EXERCISE DIRECTIONS — An exact, word-for-word copy of the entries is required, beginning at the line that contains "Please mark every instance of the red" and ending at the last line, both included.

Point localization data
───

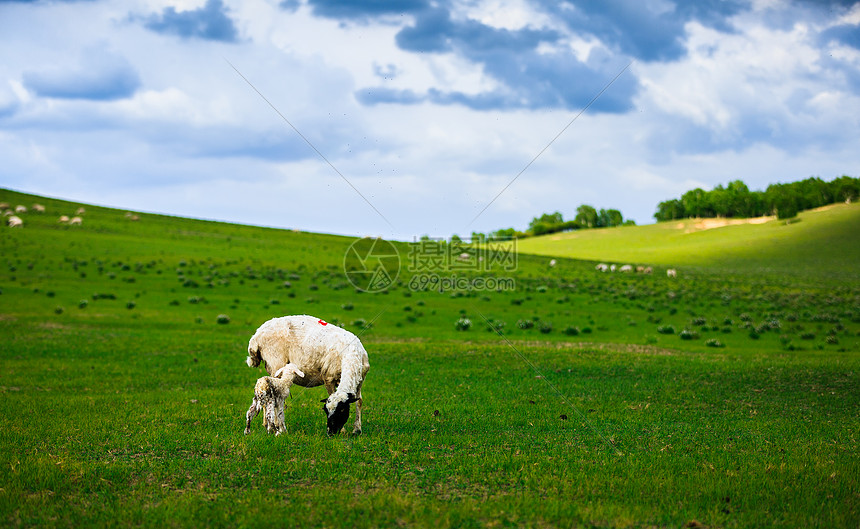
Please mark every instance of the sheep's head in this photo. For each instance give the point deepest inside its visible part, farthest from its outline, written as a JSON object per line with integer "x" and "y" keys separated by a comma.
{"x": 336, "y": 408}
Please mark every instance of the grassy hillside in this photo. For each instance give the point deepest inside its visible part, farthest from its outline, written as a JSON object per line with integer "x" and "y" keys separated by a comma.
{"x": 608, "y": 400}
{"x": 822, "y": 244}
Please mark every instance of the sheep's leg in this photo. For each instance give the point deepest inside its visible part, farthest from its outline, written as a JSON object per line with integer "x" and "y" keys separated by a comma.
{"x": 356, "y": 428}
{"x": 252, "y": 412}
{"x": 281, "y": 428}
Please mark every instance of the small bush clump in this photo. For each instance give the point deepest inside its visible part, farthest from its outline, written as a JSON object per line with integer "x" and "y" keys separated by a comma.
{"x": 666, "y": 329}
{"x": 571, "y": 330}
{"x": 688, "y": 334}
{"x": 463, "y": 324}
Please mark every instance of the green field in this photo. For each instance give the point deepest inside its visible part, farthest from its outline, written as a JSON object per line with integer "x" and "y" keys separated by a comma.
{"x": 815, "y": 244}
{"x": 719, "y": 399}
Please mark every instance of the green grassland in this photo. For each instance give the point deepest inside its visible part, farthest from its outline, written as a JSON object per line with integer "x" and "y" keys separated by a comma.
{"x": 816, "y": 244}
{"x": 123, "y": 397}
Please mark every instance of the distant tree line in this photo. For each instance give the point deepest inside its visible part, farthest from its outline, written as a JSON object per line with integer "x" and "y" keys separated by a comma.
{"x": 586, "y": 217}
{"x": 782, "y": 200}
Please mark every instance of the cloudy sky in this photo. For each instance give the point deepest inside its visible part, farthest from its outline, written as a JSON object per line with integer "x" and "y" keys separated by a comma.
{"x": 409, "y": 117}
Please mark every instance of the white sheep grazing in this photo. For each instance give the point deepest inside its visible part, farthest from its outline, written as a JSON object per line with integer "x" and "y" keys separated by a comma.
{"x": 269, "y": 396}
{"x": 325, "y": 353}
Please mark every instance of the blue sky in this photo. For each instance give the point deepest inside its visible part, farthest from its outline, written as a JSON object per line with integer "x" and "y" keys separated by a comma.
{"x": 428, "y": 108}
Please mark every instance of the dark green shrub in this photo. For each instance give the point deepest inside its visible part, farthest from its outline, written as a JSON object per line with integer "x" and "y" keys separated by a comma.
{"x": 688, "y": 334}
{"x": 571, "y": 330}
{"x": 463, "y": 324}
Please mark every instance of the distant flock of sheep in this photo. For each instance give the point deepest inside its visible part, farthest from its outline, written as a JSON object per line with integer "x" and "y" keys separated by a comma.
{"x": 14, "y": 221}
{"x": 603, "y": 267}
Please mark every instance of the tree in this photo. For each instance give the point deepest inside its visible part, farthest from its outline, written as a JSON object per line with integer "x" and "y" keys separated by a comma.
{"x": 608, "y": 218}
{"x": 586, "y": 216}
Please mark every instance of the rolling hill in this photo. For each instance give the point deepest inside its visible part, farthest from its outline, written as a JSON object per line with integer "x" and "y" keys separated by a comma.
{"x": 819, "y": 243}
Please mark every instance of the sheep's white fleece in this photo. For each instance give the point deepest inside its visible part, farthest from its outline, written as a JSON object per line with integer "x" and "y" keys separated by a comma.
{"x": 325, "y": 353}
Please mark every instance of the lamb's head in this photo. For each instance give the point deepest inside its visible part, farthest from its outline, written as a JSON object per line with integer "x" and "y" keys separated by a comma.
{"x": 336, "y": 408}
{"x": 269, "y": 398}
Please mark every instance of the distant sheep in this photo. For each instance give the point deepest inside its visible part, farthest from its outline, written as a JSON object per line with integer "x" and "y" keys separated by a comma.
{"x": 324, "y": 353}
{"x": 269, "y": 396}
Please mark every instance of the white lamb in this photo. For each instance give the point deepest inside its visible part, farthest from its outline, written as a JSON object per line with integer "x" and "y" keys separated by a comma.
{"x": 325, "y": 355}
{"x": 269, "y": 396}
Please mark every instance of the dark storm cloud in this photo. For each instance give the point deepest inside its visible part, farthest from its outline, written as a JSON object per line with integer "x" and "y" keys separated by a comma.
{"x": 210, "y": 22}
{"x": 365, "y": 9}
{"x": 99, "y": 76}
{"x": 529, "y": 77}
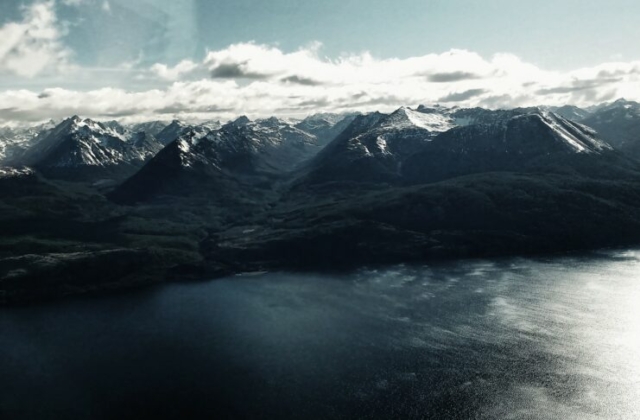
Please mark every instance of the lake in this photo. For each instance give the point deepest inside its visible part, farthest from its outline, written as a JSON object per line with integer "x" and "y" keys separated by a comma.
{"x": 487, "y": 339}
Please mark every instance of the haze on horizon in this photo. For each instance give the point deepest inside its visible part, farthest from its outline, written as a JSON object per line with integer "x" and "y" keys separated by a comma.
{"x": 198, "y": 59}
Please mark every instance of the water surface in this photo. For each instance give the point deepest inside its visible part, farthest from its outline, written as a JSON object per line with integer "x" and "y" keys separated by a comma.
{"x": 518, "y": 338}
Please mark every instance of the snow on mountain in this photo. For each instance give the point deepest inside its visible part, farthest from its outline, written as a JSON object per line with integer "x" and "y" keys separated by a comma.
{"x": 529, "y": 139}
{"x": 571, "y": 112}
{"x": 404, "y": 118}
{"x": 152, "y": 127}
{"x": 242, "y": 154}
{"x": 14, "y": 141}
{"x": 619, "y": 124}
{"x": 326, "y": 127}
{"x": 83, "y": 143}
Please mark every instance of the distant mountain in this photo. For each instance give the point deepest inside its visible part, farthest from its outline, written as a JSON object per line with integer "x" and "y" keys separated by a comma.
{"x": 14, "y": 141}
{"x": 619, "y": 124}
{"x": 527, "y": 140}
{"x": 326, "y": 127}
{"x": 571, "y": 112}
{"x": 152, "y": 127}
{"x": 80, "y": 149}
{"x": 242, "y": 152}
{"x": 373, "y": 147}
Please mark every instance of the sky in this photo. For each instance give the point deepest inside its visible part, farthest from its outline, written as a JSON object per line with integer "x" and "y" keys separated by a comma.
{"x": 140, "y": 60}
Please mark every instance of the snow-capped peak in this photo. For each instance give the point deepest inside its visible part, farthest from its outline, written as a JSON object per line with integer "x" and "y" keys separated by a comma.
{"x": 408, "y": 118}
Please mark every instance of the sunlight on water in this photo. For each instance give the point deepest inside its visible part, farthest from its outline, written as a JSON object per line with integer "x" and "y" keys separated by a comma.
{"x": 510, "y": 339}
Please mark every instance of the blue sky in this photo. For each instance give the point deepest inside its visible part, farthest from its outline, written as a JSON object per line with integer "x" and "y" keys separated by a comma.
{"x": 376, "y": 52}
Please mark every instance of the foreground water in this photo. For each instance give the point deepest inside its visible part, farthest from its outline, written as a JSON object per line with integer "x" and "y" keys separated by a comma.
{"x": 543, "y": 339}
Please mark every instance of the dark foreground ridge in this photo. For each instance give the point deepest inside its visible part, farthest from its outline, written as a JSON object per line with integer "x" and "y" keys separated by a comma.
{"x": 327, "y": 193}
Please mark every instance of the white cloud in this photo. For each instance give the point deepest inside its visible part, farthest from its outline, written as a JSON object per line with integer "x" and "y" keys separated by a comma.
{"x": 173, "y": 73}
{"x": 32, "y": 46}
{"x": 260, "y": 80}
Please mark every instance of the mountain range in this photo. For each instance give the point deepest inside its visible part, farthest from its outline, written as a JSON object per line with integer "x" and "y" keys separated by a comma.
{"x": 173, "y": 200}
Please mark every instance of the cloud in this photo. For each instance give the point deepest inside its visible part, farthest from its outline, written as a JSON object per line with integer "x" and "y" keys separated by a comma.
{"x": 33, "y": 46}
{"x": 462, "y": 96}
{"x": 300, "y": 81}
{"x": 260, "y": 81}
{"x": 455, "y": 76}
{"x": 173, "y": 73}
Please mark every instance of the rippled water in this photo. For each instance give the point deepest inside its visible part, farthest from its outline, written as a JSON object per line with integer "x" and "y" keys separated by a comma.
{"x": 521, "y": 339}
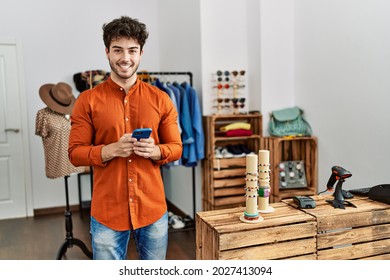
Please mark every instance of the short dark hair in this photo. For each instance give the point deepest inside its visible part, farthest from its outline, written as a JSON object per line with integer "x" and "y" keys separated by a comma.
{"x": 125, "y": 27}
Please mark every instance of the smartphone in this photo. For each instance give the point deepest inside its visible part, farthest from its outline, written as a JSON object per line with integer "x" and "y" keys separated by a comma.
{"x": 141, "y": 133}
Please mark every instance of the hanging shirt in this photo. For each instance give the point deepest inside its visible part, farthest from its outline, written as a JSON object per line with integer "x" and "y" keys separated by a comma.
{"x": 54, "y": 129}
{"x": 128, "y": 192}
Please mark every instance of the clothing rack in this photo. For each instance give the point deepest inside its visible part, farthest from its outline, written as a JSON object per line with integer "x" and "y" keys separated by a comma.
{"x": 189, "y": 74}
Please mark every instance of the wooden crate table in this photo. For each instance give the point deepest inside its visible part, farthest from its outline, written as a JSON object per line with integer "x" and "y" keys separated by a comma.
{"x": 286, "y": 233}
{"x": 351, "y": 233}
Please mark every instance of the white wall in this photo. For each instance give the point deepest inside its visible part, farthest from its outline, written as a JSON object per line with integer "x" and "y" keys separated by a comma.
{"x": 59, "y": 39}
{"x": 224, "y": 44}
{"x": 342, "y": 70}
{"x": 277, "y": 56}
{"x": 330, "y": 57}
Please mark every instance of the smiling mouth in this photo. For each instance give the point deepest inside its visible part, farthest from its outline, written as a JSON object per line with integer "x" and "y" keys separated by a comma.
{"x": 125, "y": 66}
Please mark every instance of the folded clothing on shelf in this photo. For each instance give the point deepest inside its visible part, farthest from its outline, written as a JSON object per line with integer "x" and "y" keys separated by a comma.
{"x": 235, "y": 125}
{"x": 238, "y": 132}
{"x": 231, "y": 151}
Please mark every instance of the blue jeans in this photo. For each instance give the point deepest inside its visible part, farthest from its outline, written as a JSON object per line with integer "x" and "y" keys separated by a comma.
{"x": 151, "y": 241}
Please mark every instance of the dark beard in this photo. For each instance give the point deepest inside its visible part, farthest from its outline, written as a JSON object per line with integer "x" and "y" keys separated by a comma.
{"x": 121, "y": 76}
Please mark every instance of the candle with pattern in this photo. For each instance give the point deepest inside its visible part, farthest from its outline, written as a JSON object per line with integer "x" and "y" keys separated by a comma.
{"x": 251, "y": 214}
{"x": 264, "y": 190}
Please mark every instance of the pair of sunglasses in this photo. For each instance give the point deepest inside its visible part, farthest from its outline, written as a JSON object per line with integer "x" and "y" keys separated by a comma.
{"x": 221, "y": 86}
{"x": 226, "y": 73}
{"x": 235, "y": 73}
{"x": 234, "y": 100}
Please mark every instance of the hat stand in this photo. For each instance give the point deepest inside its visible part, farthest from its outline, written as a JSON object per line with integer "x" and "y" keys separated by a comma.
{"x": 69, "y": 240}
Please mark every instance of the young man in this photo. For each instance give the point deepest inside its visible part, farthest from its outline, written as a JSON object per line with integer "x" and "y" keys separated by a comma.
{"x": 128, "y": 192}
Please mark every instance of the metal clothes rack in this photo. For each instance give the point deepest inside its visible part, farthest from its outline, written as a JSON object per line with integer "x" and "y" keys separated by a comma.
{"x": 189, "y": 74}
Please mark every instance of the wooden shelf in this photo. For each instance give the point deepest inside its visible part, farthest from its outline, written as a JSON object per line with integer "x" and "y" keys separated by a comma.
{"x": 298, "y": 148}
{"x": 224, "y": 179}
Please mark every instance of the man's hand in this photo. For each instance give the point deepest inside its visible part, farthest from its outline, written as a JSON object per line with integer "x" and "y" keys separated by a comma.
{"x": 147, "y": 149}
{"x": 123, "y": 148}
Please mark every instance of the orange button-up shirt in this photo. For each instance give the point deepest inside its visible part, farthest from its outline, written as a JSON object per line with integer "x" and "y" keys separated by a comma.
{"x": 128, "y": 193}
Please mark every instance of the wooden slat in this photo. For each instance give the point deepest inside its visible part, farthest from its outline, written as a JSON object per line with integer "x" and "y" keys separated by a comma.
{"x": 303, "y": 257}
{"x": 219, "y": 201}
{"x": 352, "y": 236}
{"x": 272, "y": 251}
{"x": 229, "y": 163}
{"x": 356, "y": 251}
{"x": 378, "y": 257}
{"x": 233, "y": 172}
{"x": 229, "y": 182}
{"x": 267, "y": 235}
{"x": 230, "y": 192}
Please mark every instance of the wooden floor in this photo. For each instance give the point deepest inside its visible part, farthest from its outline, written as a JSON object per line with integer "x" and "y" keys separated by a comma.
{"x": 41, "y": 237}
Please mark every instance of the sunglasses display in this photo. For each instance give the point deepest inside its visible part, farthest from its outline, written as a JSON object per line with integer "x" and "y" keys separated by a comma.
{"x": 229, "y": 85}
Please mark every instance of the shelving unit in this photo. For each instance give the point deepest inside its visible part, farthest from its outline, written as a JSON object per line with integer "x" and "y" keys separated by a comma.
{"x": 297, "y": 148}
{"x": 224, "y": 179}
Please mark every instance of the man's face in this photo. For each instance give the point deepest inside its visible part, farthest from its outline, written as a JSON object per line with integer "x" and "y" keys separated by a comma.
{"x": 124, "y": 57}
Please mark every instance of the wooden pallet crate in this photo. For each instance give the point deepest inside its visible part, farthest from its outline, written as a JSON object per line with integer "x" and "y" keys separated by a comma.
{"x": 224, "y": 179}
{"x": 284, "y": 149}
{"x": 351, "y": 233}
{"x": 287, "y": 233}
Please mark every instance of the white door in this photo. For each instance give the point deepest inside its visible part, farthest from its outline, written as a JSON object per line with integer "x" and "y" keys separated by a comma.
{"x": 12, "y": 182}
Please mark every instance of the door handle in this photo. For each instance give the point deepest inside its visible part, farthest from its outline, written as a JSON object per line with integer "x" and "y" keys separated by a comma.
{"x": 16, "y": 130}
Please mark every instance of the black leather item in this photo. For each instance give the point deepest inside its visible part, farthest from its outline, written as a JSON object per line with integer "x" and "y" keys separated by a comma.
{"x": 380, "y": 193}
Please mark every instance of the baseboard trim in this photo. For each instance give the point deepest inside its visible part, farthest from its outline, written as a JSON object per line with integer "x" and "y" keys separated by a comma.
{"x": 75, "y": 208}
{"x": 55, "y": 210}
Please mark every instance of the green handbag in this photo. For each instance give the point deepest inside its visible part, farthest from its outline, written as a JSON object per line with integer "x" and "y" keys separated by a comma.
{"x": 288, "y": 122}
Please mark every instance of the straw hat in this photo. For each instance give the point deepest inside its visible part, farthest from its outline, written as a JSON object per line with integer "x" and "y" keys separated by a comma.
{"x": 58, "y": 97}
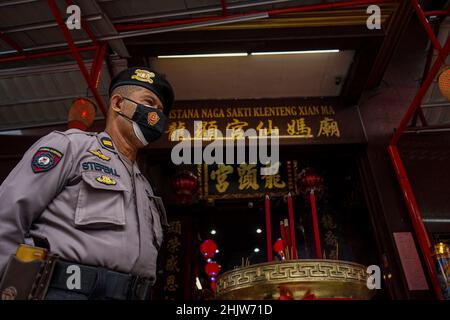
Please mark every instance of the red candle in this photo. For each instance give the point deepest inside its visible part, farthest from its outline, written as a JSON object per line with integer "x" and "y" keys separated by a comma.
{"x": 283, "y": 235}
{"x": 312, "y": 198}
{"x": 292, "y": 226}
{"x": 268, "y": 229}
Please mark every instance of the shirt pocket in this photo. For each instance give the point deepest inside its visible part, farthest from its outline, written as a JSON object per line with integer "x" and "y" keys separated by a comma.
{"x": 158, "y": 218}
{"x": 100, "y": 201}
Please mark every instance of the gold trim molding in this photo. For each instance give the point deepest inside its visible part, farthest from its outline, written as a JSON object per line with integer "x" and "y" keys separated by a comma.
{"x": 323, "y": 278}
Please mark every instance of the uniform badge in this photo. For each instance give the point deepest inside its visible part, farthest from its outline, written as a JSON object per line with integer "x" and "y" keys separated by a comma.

───

EXERCISE OUTPUT —
Please mark every instance of the red candle in this photo. For each instance give the point deepest inside its visible part, farthest from its outline, written as a JSON object per line with integer "x" and "y" keys separated by a comma.
{"x": 283, "y": 235}
{"x": 312, "y": 198}
{"x": 292, "y": 226}
{"x": 268, "y": 229}
Please mark every instance of the shirt pocket in this photo. For each instance give the point deepest inside its visible part, farthest from its outline, written as a JSON object per line with integer "x" and "y" keys separated by a comma.
{"x": 158, "y": 218}
{"x": 100, "y": 201}
Please mark every instance of the gold trim molding in this photo. For each instance give the point deepest inside its visible part, farthest from its outline, written as a JSON object per line with integer "x" and "y" keys separated by a comma.
{"x": 323, "y": 278}
Please mark every instance of the uniform badge in this photo. For each instance give the point deepest inside its visible part, farthest from its outline, written as a JSON object per line with integer "x" and "y" keys separated by a comma.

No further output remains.